= Liste des tâches =
a: D'après l'extrait sur le Goncourt de Houellebecq, que l'auteur éreinte-t-il dans La carte et le territoire ? Donnez la liste complète.
b: Transcrivez le passage de l'extrait sur le Goncourt de Houellebecq qui va de « Mais l’écrivain semble » jusqu'à « son double littéraire. » inclus.
c: Reprenez l'extrait sur le Goncourt de Houellebecq après sa dernière phrase et poursuivez-le.

= Extrait présenté =
========================

Michel Houellebecq a reçu lundi le Goncourt, le plus prestigieux des prix littéraires français pour lequel il était régulièrement cité depuis dix ans, pour son roman La carte et le territoire (Flammarion). «C’est une sensation bizarre mais je suis profondément heureux», a déclaré à la presse l’écrivain, attablé avec le jury du Goncourt dans une petite salle au 1er étage du restaurant Chez Drouant, à Paris, où le nom du lauréat est annoncé chaque année. «Il y a des gens qui ne sont au courant de la littérature contemporaine que grâce au Goncourt, et la littérature n’est pas au centre des préoccupations des Français, donc c’est intéressant.»

Mondialement célèbre et chef de file d’une nouvelle génération d’auteurs, Michel Houellebecq a toujours déchaîné les passions : vain provocateur névrosé pour les uns, génie absolu pour les autres. Depuis Extension du domaine de la lutte en 1994, l’auteur quinquagénaire, souvent qualifié de professeur de désespoir, décrit avec une froideur clinique la misère affective et sexuelle de l’homme moderne, sa solitude absolue. Mutique et dérangeant, il avait jusqu’ici habilement entretenu l’amour-haine des médias, avec un don inaltérable pour les polémiques.

Mais l’écrivain semble aujourd’hui assagi, mûri, moins provocateur, sans toutefois perdre sa vision acide du monde ni son ironie. Dans La carte et le territoire, salué par une critique quasi-unanime, Houellebecq éreinte l’art, l’amour, l’argent, les «people» et met en scène son assassinat, particulièrement sanglant. Il se caricature avec jubilation : il «pue un peu moins qu’un cadavre» et ressemble «à une vieille tortue malade», écrit-il de son double littéraire.

Don pour les polémiques

Pour Bernard-Henri Lévy, dont la correspondance avec Houellebecq a été publiée en 2008, «c’est quelqu’un de beaucoup moins mélancolique qu’on ne le croit, avec qui, moi, en tout cas, je ris beaucoup», affirme le philosophe. «Je m’inscris en faux contre son image de misanthrope. Il aime manger, il aime boire, il aime les femmes», assure BHL. «C’est un très grand écrivain qui veut juste avoir la paix», ajoute-t-il.

========================

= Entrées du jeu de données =
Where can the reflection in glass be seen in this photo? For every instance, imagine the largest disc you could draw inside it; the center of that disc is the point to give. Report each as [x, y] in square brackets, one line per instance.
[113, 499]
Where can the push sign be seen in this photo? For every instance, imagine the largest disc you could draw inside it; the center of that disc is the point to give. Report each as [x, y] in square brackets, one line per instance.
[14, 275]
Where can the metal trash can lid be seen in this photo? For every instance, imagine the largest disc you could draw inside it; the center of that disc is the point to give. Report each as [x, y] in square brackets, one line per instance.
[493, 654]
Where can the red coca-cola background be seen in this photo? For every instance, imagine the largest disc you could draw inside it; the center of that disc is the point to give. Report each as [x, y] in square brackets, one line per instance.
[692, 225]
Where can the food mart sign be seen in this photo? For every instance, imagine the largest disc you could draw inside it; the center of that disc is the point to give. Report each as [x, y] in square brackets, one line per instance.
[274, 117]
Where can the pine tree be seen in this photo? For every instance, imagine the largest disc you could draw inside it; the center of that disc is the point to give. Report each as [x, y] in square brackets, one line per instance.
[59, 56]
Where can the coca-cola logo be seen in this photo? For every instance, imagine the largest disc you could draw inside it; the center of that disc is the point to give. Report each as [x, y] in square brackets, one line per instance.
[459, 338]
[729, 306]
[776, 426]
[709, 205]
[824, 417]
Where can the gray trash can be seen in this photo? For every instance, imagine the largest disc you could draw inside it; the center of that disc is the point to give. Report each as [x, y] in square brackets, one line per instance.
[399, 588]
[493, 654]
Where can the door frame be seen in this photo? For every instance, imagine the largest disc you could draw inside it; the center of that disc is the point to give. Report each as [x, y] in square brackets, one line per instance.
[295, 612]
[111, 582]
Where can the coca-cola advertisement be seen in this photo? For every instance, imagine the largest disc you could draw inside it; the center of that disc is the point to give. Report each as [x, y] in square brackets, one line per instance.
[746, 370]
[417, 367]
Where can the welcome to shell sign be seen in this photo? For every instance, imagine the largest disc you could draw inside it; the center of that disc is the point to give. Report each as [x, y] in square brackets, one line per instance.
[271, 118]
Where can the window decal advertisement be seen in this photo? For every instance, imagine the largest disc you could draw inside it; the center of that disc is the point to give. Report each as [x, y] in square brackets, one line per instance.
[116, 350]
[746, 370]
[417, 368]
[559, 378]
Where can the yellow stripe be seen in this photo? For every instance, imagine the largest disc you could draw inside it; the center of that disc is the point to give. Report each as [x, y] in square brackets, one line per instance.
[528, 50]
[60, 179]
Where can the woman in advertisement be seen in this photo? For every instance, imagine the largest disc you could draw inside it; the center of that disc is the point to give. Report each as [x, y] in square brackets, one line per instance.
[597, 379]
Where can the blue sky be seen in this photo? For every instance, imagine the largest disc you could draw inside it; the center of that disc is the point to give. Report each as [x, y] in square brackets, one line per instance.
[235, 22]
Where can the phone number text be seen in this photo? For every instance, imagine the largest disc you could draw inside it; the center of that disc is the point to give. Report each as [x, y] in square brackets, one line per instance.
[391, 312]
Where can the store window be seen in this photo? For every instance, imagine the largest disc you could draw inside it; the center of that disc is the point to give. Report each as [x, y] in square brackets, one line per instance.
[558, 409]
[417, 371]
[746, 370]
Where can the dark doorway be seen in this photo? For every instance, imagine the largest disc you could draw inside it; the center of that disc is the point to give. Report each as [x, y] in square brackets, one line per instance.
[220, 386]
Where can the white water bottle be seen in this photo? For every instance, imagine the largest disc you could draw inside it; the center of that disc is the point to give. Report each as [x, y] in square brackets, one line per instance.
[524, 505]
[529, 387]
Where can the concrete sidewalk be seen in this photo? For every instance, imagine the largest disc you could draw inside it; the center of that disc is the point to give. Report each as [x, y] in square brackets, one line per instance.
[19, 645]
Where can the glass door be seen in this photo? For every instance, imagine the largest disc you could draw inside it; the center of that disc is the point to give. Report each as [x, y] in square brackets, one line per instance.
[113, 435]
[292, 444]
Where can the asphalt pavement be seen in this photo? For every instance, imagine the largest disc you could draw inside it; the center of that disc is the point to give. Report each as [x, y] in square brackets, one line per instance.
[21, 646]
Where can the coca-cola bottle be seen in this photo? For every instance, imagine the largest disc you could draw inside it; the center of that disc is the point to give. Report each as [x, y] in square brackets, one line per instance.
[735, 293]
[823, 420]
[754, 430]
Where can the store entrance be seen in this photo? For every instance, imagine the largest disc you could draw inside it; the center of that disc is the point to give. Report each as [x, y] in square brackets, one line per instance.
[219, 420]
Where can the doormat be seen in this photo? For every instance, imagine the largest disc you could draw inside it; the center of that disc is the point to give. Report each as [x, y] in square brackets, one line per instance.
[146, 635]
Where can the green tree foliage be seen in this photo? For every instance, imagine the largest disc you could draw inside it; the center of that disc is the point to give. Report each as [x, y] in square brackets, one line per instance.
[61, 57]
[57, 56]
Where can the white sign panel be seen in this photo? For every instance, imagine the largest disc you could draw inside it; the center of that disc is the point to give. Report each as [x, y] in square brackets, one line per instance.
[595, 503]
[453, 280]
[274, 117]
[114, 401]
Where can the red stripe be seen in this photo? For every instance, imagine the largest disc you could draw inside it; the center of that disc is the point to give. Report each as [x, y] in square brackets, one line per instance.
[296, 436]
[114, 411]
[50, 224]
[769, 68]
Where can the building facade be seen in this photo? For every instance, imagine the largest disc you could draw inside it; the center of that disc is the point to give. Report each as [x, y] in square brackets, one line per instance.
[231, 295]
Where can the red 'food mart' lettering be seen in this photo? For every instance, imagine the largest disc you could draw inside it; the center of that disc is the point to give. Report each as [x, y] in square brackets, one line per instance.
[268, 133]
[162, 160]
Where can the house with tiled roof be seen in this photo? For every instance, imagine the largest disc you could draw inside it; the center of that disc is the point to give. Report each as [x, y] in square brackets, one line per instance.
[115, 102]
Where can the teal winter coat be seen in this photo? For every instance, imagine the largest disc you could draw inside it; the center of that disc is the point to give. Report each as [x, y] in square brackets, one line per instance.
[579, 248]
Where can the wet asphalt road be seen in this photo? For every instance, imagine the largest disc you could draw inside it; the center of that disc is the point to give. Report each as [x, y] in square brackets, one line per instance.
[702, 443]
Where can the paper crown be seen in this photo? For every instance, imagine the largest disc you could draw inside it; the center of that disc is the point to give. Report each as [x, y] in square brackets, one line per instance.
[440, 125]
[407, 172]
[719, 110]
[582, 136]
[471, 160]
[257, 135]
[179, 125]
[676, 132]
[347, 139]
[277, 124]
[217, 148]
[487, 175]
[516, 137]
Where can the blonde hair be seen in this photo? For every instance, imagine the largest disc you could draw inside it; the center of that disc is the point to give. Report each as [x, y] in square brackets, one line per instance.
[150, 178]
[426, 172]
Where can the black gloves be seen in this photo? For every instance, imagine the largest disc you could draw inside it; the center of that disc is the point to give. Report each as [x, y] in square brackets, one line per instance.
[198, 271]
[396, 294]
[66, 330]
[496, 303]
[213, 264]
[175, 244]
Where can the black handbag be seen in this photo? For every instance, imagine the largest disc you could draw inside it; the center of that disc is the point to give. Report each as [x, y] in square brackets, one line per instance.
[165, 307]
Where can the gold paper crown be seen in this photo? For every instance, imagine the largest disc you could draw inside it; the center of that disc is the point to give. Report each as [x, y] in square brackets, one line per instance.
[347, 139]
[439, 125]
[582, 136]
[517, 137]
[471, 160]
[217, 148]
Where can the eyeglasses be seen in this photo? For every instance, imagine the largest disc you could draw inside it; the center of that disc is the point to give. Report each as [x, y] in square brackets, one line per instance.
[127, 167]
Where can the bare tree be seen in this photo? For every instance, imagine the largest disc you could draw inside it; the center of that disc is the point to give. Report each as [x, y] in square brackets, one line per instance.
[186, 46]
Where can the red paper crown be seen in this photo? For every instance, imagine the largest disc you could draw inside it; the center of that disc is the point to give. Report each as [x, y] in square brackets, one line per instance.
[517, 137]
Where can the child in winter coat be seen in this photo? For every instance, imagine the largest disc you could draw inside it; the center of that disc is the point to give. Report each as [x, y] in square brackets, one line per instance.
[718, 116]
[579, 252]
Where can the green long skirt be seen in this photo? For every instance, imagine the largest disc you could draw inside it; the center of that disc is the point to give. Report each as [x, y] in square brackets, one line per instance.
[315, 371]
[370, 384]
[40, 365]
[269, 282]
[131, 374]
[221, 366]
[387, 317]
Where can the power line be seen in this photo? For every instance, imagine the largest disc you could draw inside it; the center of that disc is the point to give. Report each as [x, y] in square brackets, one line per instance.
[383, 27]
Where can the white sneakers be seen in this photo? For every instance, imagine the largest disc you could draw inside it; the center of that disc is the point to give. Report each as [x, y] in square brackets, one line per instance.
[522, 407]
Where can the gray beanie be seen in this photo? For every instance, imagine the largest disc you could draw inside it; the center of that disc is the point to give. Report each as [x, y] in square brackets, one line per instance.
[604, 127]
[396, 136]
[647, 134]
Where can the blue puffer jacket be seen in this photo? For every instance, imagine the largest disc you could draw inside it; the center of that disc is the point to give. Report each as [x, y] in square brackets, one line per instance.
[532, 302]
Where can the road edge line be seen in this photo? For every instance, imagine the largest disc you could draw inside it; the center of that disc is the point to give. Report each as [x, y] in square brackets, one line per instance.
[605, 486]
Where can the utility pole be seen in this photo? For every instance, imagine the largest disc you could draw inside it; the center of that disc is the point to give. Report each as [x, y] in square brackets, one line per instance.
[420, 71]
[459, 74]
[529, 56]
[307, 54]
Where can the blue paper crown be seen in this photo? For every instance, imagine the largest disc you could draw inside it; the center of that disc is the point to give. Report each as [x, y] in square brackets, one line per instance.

========================

= Les réponses =
a:
- l'art
- l'amour
- l'argent
- les «people»

b:
Mais l’écrivain semble aujourd’hui assagi, mûri, moins provocateur, sans toutefois perdre sa vision acide du monde ni son ironie. Dans La carte et le territoire, salué par une critique quasi-unanime, Houellebecq éreinte l’art, l’amour, l’argent, les «people» et met en scène son assassinat, particulièrement sanglant. Il se caricature avec jubilation : il «pue un peu moins qu’un cadavre» et ressemble «à une vieille tortue malade», écrit-il de son double littéraire.

c:
Né Michel Thomas le 26 février 1958 à La Réunion, selon sa biographie officielle, en 1956, selon d’autres sources, d’un père guide de haute montagne et d’une mère médecin, Michel Houellebecq est confié à six ans à sa grand-mère paternelle, dont il a adopté le nom. Il entretient un temps la fable de la mort de sa mère, Lucie Ceccaldi, qui, en 2008 dans L’Innocente (Scali), règle ses comptes avec lui. «Mon fils, qu’il aille se faire foutre par qui il veut, avec qui il veut, je n’en ai rien à cirer», écrivait cette femme à 83 ans. On comprend pourquoi les mères, et les femmes, n’ont jamais le beau rôle dans ses romans.

Traduit en 25 langues

En revanche, le père revient en force dans La carte et le territoire. «Il a voulu faire de sa vie un roman, une construction qu’il a magistralement réussie», explique Denis Demonpion, auteur d’une biographie non autorisée de Houellebecq. En 1980, le jeune Michel décroche son diplôme d’ingénieur agronome et se marie. Son fils Etienne naît en 1981. A la suite de son divorce, il fait une dépression nerveuse. Suivent le chômage, un job dans l’informatique, à l’assemblée nationale… En 1985, il publie des poèmes, puis une biographie de Lovecraft. Mais tout commence en 1994. Maurice Nadeau édite son premier roman Extension du domaine de la lutte, devenu un livre culte.

Le deuxième, Les Particules élémentaires, publié en 1998, est traduit en plus de 25 langues. Il se remarie la même année. Il a divorcé il y a quelques mois. Houellebecq se réfugie en Irlande où il rédige Plateforme (Flammarion 2001), consacré au tourisme sexuel. Il vit aujourd’hui entre ce pays et l’Espagne mais voyage beaucoup. La même année, il affirme dans une interview (tronquée, selon lui) au magazine Lire : «La religion la plus con, c’est quand même l’Islam». Scandale, procès, relaxe. Suit La Possibilité d’une île (Fayard, prix Interallié), autour du mouvement raélien, qui paraît en août 2005.

D’aucuns reprochent à Houellebecq de ne pas avoir de style. Mais «il y a une confusion entre style et hystérie verbale», assène l’écrivain. Le sien se veut celui de l’aveu, volontairement froid et objectif. Il goûte les descriptions encyclopédiques, piquées ça et là. Dans son dernier livre, il emprunte à Wikipédia, ce qui le fait suspecter de plagiat, critique qu’il juge ridicule, citant d’illustres prédécesseurs, Perec ou Borges.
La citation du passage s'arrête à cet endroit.